- SHORT PROBLEM: Reproduce the data that follows in its entirety, character for character.

- RECORDS TO USE:
- - - -
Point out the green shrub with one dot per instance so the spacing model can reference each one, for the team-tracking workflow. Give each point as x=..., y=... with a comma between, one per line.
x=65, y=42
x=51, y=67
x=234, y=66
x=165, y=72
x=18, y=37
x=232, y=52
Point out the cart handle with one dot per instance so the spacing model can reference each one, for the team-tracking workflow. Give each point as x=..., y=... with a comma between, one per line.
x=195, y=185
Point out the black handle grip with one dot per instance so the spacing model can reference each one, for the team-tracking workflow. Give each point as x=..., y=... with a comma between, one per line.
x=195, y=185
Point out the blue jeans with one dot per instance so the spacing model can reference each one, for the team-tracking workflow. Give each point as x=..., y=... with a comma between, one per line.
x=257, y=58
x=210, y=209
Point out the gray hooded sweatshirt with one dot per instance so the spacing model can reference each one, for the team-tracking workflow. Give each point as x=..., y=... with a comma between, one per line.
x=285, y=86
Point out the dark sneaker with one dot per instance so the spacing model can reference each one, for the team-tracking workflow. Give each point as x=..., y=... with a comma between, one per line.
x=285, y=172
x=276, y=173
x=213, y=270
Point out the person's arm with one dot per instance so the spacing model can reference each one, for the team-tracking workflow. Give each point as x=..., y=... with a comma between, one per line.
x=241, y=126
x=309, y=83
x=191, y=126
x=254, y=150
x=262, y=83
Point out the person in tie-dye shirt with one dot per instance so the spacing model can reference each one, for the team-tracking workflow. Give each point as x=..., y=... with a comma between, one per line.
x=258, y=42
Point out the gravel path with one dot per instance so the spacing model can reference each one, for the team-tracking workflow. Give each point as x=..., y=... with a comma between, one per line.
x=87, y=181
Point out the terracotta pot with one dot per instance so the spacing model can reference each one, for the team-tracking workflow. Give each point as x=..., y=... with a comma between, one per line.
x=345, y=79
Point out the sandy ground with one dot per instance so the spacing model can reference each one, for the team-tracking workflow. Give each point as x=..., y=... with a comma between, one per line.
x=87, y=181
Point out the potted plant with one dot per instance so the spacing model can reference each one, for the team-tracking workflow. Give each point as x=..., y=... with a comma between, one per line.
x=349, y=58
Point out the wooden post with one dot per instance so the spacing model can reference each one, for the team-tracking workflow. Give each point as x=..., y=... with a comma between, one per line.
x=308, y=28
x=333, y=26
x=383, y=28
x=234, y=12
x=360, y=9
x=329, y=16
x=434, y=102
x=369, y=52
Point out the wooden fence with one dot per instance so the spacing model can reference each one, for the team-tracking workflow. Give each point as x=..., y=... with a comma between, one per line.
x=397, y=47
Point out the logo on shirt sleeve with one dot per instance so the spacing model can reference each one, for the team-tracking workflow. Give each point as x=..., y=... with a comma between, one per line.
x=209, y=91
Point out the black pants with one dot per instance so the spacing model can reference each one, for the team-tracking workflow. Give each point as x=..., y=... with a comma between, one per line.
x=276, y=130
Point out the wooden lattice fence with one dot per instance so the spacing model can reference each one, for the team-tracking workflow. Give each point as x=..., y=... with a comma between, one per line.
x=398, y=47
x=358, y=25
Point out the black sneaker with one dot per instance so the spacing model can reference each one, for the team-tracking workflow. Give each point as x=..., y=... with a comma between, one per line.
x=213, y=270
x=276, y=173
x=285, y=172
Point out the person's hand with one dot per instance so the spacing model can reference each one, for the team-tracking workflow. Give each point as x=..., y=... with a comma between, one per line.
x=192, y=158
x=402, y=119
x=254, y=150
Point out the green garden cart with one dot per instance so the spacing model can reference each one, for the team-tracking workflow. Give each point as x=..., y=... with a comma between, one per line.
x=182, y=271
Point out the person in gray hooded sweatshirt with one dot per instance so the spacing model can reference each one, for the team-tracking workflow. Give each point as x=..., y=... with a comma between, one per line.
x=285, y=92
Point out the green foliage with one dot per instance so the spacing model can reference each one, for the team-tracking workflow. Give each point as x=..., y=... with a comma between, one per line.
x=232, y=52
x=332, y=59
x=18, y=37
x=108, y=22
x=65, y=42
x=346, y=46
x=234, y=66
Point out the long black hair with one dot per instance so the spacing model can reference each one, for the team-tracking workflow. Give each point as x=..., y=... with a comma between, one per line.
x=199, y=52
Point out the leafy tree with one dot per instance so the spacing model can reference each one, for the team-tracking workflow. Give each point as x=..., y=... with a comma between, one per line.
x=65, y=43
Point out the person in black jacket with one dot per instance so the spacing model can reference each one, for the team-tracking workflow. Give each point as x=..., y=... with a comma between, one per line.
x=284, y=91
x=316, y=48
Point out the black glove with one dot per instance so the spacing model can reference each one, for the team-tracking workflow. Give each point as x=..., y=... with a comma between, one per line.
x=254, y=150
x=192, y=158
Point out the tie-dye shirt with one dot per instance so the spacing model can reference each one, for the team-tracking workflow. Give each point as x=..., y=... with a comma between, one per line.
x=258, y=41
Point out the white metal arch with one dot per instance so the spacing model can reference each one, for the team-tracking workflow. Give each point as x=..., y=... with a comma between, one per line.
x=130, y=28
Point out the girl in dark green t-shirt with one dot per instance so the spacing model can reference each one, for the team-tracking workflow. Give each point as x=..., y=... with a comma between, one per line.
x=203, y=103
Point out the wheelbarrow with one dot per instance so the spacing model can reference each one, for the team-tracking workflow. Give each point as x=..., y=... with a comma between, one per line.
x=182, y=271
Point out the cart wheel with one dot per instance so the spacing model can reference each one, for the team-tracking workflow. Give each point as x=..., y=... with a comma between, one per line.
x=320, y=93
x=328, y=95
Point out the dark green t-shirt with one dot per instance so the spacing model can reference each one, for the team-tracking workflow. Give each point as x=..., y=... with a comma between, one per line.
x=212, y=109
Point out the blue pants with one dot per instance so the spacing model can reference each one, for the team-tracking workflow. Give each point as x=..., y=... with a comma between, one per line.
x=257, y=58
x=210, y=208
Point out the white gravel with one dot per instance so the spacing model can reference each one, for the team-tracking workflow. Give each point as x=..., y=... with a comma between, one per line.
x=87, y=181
- - - -
- WRITTEN SOLUTION:
Point out the green shrub with one dot per instance so the spacing model can reference each one, for the team-tracking workflow. Give each point as x=..., y=... with a comma between, one per line.
x=65, y=42
x=51, y=67
x=234, y=66
x=165, y=72
x=18, y=37
x=232, y=52
Point out the cart handle with one dot per instance so the spacing model can reference each one, for the team-tracking workflow. Give each point as x=..., y=... with a comma between, one per line.
x=195, y=185
Point out the black handle grip with one dot per instance so the spacing model can reference each one, for the team-tracking workflow. Give each point as x=..., y=... with a comma between, one per line.
x=195, y=185
Point out the blue jeans with one dot per instance so the spacing model can reference each one, for the team-tracking workflow. Give each point as x=..., y=... with a comma between, one per line.
x=257, y=58
x=210, y=209
Point out the gray hooded sweatshirt with one dot per instance so the spacing model can reference each one, for the team-tracking workflow. Give each point as x=..., y=... with a comma between, one per line.
x=285, y=86
Point out the dark sneaker with one dot per instance so the spacing model can reference each one, for the team-tracking workflow. Give each point as x=..., y=... with a comma between, one per line.
x=285, y=172
x=276, y=173
x=213, y=270
Point out the person's arm with one dot per instance so the spacing model can reference each one, for the team-tracking workflow. Give each point as x=..., y=... with a comma between, one per line.
x=241, y=126
x=309, y=83
x=191, y=126
x=254, y=150
x=262, y=83
Point out the person in tie-dye shirt with one dot per instance so the spacing model can reference each one, for the team-tracking workflow. Give each point as x=..., y=... with a comma between, one per line.
x=258, y=42
Point out the gravel path with one dot per instance so the spacing model can reference each one, for the team-tracking workflow. Give each point as x=..., y=... with a comma between, one per line.
x=87, y=181
Point out the terracotta pot with one dot per instance so the spacing model can reference each one, for the team-tracking workflow. Give each point as x=..., y=... with a comma between, one per line.
x=345, y=79
Point out the sandy ground with one dot per instance so the spacing model can reference each one, for the team-tracking workflow. Give each point as x=..., y=... with a comma between, one per line.
x=87, y=181
Point out the potted plant with one dot per instance so the spacing model can reference each one, for the team-tracking workflow. Give each point as x=..., y=... with a comma between, one per line.
x=349, y=58
Point out the wooden post with one dot per instance so the spacing model can reference each one, for the team-tracking workflow. Give each point as x=..., y=... with a comma between, one per line.
x=308, y=28
x=333, y=26
x=383, y=28
x=234, y=12
x=360, y=9
x=329, y=16
x=434, y=102
x=369, y=52
Point out the wooden fence with one dot per instance so the spacing model can reference each one, for the team-tracking workflow. Give each point as x=..., y=... with a comma between, one per line.
x=397, y=47
Point out the logo on shirt sleeve with one dot per instance so the spacing model can reference each one, for the team-tracking workflow. Give each point as x=..., y=... with a comma between, one per line.
x=209, y=91
Point out the black pants with one dot per instance so the spacing model can reference each one, for the team-tracking workflow. Give each point as x=..., y=... with a comma between, one per line.
x=276, y=130
Point out the wooden lattice fence with one dot per instance so the spacing model can reference each one, for the team-tracking workflow. Give each point as x=..., y=... with a comma between, one per line.
x=398, y=47
x=358, y=25
Point out the black sneaker with one dot per instance so the spacing model can reference each one, for the team-tracking workflow. Give each point as x=..., y=... with a comma between, one per line.
x=213, y=270
x=276, y=173
x=285, y=172
Point out the person's hand with one dot per instance so the spacing model can reference each one, for the team-tracking workflow. Give each point as x=..., y=... with a comma between, one per line.
x=192, y=158
x=402, y=119
x=254, y=150
Point out the green garden cart with one dot per instance so the spacing model can reference each one, for the team-tracking workflow. Give each point as x=..., y=... with a comma between, one per line.
x=182, y=271
Point out the person in gray hooded sweatshirt with one dot per instance so the spacing model can reference each one, for the team-tracking workflow. Give each point as x=..., y=... with a comma between, one per line.
x=285, y=92
Point out the green foliage with one dot per instance so the spacing model can reference each one, for the team-tracking workflow. Give each point as x=..., y=... with a comma between, one per line.
x=232, y=52
x=332, y=59
x=18, y=37
x=108, y=22
x=65, y=42
x=346, y=46
x=234, y=66
Point out the long black hair with one dot per instance so the spacing model can reference each one, for the team-tracking workflow. Give each point as x=..., y=... with a comma between, one per line.
x=199, y=52
Point out the leafy tree with one dot per instance so the spacing model can reference each one, for the team-tracking workflow. Give each point as x=..., y=... with a comma between, one per line.
x=65, y=43
Point out the person in black jacket with one dot per instance so the spacing model can reference each one, for the team-tracking workflow. Give each point as x=..., y=... with a comma between, one per line.
x=284, y=91
x=316, y=48
Point out the black glove with one dot per instance so the spacing model can reference each one, for the team-tracking workflow. Give each point as x=..., y=... with a comma between, one per line.
x=254, y=150
x=192, y=158
Point out the tie-dye shirt with one dot per instance so the spacing model can reference each one, for the team-tracking workflow. Give each point as x=..., y=... with a comma between, one per line.
x=258, y=41
Point out the white metal arch with one dot per instance so the spacing model can reference each one, for the team-tracking workflow. Give each point as x=..., y=... with a comma between, one per line.
x=130, y=28
Point out the girl in dark green t-shirt with one dot per instance so the spacing model can reference each one, for the team-tracking workflow. Give each point as x=..., y=... with a comma between, one per line.
x=203, y=103
Point out the wheelbarrow with one dot per instance so the spacing model can reference each one, for the team-tracking workflow. Give each point as x=..., y=... with a comma between, one per line.
x=182, y=271
Point out the cart wheel with one dot per instance so the spacing model can reference each one, for the team-tracking workflow. Give each point as x=..., y=... with a comma between, one per line.
x=320, y=93
x=328, y=95
Point out the dark green t-shirt with one dot per instance so the spacing model can reference each one, for the team-tracking workflow. Give each point as x=..., y=... with a comma between, one per line.
x=212, y=109
Point out the blue pants with one dot per instance so the spacing model can reference each one, for the team-tracking workflow. Give each point as x=..., y=... with a comma between, one per line.
x=257, y=58
x=210, y=208
Point out the white gravel with one dot per instance so the spacing model can reference each one, for the team-tracking workflow. Give each point as x=..., y=... with a comma between, one per line.
x=87, y=181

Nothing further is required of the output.